▸ Things to do
a. Summarize the post about John Travolta's Oscars look in two sentences.
b. Extend the post about John Travolta's Oscars look, picking up after its final sentence.

▸ Text block

You know it's a special occasion when John Travolta pulls out his favorite wig. Since John Travolta is always hijacking the iPod in the Scientology's bath house to play Rodgers & Hammerstein's greatest hits, the producers of the Oscars asked him to introduce the tribute to movie musicals last night. Everybody's talking about how John Travolta can't pronounce Les Miserables (Note: Please, he mispronounced that shit on purpose to make himself look straighter), but everybody should be talking about the glorious beast on his head. Yes, every Papillon is throwing a shank eye at Travolta since he stole their signature hairstyle, but they have to admit that his center part is immaculate. I'm sure Moses himself parted Travolta's wig. I'm not talking about Moses from the bible, I'm talking about Moses the resident wig master at the Scientology beauty salon.
Travolta didn't only work a stunning lace front, but he also worked a hot velcro patch on his chin. When you tea bag Travolta, you can exfoliate your taint on his hot velcro patch at the same time.

▸ Material supplied
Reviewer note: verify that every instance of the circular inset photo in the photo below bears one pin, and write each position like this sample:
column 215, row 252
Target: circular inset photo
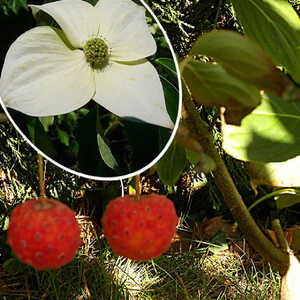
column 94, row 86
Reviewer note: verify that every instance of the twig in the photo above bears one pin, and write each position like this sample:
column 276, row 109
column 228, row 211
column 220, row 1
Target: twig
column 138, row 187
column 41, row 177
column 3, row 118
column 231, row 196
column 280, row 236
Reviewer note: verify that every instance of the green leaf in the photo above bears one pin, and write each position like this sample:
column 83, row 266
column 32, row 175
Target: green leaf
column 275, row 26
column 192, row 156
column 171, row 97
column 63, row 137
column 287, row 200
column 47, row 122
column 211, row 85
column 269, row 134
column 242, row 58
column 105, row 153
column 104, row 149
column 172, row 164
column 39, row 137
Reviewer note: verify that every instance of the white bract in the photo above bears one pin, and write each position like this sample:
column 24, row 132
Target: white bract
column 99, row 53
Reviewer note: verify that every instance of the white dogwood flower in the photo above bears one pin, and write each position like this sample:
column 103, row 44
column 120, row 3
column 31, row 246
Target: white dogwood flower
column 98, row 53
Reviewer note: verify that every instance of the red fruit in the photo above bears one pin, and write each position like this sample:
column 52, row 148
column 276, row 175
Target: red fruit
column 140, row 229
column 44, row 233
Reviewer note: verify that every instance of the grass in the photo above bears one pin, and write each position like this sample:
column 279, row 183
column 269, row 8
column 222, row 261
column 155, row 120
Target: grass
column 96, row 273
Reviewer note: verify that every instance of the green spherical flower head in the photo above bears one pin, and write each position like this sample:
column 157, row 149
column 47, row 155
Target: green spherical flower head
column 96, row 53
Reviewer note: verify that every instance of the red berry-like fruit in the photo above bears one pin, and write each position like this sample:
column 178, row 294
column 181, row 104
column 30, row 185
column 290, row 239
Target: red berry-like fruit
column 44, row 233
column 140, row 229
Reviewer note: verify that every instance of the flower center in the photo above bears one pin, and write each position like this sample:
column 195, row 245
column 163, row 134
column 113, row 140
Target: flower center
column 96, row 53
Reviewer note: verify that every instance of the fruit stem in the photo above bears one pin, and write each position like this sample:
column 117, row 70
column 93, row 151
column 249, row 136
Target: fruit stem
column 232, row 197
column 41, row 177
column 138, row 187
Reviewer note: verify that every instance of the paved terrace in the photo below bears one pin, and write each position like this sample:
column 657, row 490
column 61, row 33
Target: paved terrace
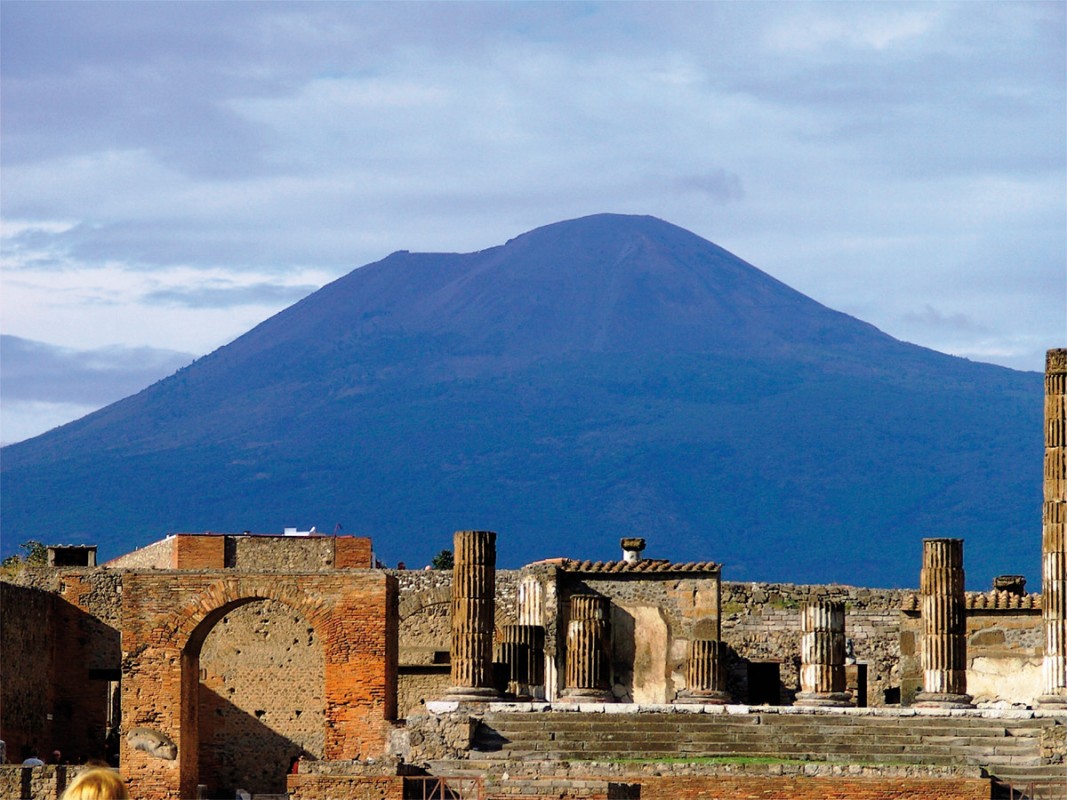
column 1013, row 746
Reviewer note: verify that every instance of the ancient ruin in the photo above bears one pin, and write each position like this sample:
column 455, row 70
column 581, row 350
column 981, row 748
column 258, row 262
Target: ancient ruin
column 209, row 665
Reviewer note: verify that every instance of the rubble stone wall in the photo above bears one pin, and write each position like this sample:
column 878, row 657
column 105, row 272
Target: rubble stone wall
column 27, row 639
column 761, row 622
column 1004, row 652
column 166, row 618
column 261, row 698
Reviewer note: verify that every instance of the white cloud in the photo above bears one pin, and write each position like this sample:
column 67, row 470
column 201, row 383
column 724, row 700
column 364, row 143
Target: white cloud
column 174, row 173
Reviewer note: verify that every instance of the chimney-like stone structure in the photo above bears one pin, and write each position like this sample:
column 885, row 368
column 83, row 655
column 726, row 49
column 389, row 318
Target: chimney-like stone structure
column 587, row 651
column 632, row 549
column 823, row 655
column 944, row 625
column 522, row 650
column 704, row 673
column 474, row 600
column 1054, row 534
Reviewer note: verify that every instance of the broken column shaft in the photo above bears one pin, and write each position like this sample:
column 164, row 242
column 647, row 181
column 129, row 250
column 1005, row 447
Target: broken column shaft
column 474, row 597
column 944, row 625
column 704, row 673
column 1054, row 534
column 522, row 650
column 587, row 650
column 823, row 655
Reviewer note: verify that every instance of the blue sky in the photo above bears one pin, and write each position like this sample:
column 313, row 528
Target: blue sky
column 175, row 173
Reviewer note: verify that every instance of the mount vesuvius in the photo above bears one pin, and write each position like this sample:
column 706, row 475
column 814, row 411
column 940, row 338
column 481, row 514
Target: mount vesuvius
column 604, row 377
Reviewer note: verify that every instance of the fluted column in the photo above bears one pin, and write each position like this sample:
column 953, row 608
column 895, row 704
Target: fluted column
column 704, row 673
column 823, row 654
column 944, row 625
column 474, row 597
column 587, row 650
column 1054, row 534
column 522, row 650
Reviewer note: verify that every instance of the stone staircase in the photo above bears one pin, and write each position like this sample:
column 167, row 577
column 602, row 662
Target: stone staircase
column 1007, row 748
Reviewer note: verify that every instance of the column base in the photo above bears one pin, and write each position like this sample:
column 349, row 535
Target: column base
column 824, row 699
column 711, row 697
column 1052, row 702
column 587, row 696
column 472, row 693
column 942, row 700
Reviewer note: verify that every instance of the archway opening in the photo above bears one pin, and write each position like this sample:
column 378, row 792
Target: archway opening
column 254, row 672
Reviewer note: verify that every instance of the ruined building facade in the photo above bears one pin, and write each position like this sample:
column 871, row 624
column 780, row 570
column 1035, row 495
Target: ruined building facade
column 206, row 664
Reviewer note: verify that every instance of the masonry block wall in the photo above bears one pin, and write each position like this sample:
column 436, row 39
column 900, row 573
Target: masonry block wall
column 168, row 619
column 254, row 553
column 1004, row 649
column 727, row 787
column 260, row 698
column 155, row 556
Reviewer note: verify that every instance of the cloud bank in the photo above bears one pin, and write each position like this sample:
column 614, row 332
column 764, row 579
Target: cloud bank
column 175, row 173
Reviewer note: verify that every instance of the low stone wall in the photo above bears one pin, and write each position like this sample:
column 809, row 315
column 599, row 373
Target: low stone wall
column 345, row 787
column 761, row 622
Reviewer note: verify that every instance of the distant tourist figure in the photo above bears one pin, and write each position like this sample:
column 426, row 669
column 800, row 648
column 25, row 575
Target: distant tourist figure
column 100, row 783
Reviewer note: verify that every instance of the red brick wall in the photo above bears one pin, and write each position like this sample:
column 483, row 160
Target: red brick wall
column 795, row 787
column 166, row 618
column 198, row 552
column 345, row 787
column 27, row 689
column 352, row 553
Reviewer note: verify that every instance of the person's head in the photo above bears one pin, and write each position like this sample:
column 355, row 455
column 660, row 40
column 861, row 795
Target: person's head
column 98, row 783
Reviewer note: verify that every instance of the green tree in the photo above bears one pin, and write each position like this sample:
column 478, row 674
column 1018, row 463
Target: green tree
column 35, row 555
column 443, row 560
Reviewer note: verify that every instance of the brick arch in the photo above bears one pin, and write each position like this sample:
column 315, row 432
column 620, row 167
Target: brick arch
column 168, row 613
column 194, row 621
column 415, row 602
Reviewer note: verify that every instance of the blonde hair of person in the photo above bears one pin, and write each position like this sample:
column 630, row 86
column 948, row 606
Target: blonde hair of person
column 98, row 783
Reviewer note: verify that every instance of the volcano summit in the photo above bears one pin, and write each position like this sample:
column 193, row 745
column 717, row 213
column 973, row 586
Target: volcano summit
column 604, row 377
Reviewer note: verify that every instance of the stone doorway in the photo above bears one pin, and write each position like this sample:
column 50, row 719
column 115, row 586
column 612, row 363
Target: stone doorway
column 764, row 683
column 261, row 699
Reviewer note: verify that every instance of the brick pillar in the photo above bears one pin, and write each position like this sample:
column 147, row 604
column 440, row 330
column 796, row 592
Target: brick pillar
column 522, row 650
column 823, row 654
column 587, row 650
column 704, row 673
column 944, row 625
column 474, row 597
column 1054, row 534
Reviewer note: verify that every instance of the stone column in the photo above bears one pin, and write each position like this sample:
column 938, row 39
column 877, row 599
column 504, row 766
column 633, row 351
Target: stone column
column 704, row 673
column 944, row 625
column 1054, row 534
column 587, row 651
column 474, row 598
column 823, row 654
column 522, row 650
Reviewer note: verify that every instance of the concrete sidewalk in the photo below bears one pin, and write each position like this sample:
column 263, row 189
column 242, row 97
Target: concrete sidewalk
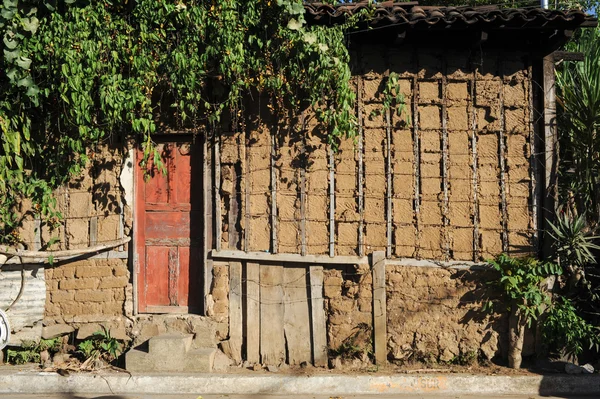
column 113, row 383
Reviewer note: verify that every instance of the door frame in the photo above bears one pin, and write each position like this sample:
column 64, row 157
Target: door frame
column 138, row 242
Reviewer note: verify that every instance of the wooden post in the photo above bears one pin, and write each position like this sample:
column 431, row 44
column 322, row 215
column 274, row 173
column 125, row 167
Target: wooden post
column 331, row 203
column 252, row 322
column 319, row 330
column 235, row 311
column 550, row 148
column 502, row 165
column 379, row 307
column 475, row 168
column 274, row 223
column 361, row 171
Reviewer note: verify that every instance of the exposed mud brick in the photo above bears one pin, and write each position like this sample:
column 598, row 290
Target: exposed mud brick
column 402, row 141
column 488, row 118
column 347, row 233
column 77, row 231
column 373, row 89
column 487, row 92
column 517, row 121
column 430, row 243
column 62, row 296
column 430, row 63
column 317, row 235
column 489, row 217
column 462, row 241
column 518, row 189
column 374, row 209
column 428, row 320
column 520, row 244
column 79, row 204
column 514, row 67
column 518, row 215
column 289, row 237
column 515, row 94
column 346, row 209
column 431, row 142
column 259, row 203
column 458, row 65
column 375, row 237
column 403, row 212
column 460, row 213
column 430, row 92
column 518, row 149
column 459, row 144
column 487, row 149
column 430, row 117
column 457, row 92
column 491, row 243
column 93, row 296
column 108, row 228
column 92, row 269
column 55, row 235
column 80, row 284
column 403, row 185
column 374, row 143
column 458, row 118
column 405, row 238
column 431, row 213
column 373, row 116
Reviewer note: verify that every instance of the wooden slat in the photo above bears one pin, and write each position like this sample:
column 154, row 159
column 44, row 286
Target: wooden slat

▸ Responses
a. The post says the Oscars producers asked John Travolta to introduce the tribute to movie musicals, and that while people are talking about his mispronunciation of Les Miserables, they should be talking about his wig, whose center part it calls immaculate. It adds that he also had a patch of hair on his chin, which it calls a "hot velcro patch."

b.
Here's a few more pictures of Travolta with Kelly Preston last night and since we're on the subject of lush beards, let's pay tribute to some of the best ones last night. In order: Travolta with Kelly Preston, George Clooney with Stacy Keibler, Hugh Jackmeoff with Deborra-Lee Furness, Justin Theroux with Jennifer Aniston, Jean Dujardin and Ben Affleck with Jennifer Garner.
Who knew that all this time Kristie "Third Wheel" Alley has been waiting in the wings, wishing for the day when John Travolta would finally shave Kelly Preston off of his face and pick her as his new beard. On tonight's 20/20 (via Radar), Kirstie tells Barbara Walters that contrary to popular belief, Krispy Kreme isn't the true love of her life, John Travolta is.
Kirstie says that she fell seriously in love with John while shooting the first Look Who's Talking movie and she never tried to beard him, because she was married at the time to Parker Stevenson. Kirstie says that she wanted to leave Parker and run away with John, but she resisted the urge. In between shooting the second Look Who's Talking movie and the third one, John married his lifelong beard Kelly Preston. Kirstie still considers John the love of her life, but she's happy to be his main fruit fly and cherishes all the time they spend together (aka having a kiki in the Scientology bath house.)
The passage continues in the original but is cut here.